→ **DATASET RECORDS**:
<<<<
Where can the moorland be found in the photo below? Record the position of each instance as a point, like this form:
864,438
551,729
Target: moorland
>>>>
<<<<
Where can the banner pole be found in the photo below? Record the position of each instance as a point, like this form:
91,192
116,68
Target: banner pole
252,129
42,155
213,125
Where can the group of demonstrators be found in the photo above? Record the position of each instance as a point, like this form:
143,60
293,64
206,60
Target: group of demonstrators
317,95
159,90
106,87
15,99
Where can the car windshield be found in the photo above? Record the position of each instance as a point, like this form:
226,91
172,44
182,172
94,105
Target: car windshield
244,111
>>>>
→ **TASK DESCRIPTION**: Pull out every line of the entries above that contains the word "below", matching case exactly.

→ **THE ANSWER**:
Where can the moorland be found in the photo below? Record the position of each instance as a point, like this form:
Where can the banner pole be found in the photo below? Record the position of each instance as a point, like this form:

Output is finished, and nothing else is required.